▼▼▼

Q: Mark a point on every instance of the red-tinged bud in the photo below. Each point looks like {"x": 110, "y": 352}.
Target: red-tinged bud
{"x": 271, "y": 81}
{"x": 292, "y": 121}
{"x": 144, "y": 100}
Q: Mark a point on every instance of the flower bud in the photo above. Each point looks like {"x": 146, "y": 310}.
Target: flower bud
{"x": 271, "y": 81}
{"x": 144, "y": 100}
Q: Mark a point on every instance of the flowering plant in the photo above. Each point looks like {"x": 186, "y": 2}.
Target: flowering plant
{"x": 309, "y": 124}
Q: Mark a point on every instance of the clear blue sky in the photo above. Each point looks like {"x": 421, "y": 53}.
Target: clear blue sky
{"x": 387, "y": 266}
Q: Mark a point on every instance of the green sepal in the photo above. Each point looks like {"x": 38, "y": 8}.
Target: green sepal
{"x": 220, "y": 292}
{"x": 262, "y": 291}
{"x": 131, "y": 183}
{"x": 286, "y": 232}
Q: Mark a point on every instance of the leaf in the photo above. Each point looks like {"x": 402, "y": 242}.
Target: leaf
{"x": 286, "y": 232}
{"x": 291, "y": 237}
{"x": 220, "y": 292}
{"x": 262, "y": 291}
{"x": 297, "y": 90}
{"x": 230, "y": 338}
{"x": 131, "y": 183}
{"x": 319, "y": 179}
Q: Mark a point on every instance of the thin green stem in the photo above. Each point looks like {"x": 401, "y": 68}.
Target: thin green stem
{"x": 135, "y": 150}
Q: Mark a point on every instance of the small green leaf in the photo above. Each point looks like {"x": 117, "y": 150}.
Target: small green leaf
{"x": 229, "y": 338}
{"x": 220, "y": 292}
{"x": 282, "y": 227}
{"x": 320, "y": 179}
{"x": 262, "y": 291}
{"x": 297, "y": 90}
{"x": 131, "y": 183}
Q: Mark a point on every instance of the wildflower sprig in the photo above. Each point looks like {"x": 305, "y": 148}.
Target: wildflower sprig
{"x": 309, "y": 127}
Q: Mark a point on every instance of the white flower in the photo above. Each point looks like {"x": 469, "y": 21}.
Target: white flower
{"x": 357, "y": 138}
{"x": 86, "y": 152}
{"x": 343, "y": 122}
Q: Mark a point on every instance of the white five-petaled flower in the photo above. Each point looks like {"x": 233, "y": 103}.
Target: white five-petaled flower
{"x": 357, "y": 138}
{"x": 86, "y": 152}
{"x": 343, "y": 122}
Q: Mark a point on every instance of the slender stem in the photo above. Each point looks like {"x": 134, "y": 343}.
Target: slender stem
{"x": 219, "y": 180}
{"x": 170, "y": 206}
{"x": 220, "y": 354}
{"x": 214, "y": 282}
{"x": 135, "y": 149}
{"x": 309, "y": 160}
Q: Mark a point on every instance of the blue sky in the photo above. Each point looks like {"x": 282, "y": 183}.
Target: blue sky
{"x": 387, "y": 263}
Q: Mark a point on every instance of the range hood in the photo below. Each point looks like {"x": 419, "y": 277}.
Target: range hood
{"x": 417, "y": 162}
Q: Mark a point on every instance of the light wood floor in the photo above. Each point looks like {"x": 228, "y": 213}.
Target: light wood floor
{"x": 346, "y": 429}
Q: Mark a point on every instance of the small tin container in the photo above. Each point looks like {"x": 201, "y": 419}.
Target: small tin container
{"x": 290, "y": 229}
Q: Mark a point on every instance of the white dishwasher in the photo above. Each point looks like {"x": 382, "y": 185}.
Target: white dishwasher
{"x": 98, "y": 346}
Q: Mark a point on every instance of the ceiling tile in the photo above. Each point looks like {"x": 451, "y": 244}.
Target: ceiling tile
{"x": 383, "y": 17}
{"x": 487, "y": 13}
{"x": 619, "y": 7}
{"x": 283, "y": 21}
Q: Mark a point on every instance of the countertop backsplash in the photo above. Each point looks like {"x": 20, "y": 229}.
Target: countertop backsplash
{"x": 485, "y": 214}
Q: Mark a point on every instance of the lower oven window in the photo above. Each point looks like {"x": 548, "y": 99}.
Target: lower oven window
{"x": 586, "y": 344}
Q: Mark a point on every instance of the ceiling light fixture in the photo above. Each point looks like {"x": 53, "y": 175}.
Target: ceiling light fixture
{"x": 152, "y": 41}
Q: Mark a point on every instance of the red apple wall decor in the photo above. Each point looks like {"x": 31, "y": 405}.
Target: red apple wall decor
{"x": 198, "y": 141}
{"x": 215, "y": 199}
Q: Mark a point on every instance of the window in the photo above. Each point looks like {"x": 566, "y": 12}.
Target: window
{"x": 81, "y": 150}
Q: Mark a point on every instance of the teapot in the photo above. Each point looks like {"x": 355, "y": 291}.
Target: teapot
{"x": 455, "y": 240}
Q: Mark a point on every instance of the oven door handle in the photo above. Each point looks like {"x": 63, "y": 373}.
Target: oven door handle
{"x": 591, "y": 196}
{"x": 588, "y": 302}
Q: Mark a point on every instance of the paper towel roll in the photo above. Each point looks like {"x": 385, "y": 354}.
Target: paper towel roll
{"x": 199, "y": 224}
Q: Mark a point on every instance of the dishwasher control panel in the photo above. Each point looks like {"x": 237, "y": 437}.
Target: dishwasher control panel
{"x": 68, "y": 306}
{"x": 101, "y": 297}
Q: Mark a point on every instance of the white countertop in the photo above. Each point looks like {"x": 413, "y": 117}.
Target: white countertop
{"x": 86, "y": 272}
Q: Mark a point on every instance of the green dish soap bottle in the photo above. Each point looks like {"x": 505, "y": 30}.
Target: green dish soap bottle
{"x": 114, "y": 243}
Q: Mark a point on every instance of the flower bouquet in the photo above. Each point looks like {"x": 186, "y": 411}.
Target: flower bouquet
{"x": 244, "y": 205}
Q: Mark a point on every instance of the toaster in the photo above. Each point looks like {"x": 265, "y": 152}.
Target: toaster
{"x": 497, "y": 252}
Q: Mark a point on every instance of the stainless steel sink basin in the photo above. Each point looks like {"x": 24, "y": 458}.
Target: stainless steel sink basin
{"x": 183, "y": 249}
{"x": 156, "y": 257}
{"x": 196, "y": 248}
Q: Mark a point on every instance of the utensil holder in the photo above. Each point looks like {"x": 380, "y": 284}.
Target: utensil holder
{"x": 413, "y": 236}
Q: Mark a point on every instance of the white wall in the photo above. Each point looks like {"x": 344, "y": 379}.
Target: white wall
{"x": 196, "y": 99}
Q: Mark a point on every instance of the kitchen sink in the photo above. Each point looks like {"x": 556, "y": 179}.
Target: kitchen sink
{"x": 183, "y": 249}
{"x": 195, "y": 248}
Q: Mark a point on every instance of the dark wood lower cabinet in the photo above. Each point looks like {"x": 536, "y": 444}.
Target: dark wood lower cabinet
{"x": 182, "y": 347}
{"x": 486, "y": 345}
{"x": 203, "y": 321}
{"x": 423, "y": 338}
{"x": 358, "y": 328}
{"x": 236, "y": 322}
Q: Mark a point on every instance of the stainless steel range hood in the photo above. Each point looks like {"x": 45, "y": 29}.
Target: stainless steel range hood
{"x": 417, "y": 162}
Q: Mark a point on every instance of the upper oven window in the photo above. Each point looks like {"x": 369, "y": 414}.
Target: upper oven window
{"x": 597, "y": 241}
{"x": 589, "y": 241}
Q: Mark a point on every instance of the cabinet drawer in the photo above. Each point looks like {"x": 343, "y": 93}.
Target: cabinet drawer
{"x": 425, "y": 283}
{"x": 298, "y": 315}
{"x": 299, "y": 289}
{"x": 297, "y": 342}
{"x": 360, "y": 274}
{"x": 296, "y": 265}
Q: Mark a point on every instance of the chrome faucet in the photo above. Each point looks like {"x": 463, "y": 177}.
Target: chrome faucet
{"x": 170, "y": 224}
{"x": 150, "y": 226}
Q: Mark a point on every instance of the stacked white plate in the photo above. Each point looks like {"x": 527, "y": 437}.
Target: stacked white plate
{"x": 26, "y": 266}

▲▲▲

## Your assignment:
Give back the entries above exactly as they are, from their first line through the line that contains "Q: Mark a point on every instance of the flower bud", both included, with nothing else.

## Written answer:
Q: Mark a point on every instance of the red-tinged bud in the photo below. Each point looks like {"x": 110, "y": 352}.
Target: red-tinged bud
{"x": 271, "y": 81}
{"x": 292, "y": 121}
{"x": 144, "y": 100}
Q: Mark a point on every instance of the flower bud in the photo above. Each point looks like {"x": 146, "y": 310}.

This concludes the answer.